» YOUR ASSIGNMENT
In the records below, find the line holding "Target: blurred leg" and the line holding "Target: red sweater". Set down both, with every line between them, exactly.

(Natural language region descriptions)
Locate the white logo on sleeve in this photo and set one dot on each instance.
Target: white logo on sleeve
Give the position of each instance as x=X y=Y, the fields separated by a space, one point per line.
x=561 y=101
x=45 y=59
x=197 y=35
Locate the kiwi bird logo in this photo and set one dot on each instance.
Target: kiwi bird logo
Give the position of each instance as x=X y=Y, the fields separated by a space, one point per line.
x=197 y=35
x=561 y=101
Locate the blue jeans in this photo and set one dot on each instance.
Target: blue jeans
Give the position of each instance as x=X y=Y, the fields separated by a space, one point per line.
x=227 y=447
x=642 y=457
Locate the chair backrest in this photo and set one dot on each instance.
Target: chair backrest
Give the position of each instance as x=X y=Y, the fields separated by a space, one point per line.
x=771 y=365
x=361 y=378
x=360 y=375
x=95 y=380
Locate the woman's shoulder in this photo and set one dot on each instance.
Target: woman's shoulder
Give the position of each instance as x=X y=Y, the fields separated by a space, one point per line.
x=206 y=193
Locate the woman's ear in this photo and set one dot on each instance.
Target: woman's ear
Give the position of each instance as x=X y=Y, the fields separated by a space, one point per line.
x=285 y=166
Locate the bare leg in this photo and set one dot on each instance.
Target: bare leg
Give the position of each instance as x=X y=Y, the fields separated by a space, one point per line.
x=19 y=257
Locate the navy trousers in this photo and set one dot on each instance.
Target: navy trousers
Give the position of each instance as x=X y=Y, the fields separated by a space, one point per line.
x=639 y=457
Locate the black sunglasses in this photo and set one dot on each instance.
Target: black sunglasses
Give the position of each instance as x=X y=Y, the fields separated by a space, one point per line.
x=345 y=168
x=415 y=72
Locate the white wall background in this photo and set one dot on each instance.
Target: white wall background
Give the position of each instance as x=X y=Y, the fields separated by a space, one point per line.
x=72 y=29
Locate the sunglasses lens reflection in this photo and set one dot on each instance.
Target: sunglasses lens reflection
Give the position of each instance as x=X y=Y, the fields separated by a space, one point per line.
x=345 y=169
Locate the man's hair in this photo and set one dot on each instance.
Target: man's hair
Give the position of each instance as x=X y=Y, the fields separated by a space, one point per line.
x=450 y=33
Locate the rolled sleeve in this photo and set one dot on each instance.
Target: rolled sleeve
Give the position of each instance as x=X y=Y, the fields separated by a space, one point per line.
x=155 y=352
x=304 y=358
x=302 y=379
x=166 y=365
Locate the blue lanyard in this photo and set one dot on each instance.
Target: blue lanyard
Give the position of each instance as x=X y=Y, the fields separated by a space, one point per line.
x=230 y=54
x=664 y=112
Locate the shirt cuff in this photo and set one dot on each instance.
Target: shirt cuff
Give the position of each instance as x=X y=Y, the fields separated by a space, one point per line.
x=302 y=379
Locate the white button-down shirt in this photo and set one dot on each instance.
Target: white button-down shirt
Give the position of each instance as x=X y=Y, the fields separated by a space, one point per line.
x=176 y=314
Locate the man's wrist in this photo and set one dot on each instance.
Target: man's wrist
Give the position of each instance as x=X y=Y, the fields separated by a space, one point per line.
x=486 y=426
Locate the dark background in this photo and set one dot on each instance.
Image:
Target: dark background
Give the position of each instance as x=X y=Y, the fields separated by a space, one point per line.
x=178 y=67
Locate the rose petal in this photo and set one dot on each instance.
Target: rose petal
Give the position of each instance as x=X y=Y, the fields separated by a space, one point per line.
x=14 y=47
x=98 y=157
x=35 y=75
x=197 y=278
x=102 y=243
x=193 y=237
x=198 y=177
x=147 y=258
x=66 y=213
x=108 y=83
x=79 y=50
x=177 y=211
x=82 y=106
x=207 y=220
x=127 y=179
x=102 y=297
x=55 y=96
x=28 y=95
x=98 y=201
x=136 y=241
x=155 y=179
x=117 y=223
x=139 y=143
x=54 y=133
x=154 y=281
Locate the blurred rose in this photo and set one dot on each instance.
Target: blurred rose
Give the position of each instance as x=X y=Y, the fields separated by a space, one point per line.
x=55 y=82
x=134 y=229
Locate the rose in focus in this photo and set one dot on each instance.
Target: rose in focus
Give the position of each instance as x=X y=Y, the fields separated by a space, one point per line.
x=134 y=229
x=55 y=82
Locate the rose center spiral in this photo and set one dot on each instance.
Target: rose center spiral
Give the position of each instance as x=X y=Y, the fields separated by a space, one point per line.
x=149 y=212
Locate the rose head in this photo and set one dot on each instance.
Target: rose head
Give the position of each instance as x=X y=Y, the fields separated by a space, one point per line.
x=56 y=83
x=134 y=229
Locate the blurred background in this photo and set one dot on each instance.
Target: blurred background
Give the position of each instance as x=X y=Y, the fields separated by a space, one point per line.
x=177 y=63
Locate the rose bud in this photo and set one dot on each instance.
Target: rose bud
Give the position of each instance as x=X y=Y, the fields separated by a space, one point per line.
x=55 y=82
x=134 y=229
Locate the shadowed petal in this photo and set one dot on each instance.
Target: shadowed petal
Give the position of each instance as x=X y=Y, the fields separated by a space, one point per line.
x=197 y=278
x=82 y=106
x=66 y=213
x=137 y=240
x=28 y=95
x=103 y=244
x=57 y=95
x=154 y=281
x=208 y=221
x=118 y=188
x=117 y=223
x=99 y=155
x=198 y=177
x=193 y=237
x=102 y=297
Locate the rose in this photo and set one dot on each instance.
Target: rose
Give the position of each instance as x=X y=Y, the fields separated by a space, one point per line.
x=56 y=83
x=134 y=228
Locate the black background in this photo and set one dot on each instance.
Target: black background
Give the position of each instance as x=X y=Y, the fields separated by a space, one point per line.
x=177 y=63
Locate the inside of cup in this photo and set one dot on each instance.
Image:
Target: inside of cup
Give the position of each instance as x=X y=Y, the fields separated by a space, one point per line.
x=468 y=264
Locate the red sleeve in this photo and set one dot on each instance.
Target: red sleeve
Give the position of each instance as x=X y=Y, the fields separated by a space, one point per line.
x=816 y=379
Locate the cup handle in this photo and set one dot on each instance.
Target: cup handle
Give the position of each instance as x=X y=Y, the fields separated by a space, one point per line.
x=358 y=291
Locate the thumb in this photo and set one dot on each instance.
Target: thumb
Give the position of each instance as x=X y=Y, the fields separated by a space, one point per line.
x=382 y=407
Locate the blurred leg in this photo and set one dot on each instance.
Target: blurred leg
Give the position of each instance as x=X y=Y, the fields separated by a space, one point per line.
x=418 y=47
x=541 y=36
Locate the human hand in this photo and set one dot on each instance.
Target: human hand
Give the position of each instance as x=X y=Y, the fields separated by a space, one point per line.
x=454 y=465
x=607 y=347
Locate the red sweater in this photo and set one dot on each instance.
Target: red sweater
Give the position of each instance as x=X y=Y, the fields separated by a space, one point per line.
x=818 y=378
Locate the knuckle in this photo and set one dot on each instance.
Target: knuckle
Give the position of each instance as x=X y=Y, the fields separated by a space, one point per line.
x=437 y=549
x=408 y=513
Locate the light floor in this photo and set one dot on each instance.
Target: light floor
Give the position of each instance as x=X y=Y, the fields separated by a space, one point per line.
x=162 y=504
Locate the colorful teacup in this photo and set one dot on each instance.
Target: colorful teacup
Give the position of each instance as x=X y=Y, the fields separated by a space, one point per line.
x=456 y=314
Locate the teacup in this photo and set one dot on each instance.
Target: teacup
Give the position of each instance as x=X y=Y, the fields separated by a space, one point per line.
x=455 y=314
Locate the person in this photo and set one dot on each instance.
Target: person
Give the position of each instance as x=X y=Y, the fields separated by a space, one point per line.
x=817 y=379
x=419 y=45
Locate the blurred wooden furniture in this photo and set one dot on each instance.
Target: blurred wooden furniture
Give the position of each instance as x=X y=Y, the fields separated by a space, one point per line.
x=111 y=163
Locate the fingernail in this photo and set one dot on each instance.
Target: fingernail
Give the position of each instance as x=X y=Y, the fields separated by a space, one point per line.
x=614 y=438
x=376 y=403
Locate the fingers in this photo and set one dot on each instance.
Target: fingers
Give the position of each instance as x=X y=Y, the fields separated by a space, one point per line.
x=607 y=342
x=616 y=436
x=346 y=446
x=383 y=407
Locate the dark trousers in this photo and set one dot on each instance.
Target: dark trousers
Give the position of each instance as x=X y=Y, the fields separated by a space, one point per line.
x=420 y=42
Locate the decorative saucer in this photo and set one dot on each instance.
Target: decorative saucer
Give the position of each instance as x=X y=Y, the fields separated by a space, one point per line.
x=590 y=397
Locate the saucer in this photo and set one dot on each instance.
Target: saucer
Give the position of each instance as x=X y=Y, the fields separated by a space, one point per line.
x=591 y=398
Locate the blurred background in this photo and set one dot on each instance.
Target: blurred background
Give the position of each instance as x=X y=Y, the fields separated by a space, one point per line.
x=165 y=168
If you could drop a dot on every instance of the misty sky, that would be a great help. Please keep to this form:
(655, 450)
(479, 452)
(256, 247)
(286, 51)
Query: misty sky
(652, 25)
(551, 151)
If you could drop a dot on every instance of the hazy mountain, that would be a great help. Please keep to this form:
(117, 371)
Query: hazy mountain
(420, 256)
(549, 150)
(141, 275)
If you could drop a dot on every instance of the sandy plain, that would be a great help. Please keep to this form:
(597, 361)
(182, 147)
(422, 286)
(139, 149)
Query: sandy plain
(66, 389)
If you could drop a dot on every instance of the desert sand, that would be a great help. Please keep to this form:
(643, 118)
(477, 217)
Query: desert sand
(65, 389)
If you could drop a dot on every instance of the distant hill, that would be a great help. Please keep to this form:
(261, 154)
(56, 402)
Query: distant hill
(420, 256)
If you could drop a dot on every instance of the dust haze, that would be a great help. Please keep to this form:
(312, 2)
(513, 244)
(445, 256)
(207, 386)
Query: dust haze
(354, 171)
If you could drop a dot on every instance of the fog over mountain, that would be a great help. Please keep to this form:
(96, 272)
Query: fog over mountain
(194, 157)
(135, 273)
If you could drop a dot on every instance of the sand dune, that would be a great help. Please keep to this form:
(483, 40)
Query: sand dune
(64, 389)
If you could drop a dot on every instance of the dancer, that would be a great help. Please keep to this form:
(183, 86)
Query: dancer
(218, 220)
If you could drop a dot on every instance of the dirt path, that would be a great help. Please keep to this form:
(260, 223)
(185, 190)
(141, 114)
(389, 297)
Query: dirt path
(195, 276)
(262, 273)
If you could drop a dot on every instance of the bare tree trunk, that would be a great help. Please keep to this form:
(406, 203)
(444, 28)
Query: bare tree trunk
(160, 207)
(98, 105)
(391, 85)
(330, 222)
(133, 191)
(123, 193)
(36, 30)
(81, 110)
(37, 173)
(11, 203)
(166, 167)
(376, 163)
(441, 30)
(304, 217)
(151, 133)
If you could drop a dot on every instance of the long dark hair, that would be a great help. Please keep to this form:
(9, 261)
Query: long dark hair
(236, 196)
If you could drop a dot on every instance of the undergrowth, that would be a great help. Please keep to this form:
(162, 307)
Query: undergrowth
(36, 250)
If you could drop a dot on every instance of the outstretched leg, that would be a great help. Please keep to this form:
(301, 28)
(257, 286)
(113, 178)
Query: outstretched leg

» COMPLETED EXERCISE
Target: blurred leg
Give the position of each instance as x=X y=Y, the fields separated by a space, one point per line.
x=418 y=47
x=541 y=36
Locate the human hand in this photo and set one dot on each instance.
Target: human hand
Give the position of each instance as x=X y=Y, the fields separated by a space, one point per line.
x=454 y=465
x=607 y=347
Locate the red sweater in this photo and set one dot on each instance.
Target: red sweater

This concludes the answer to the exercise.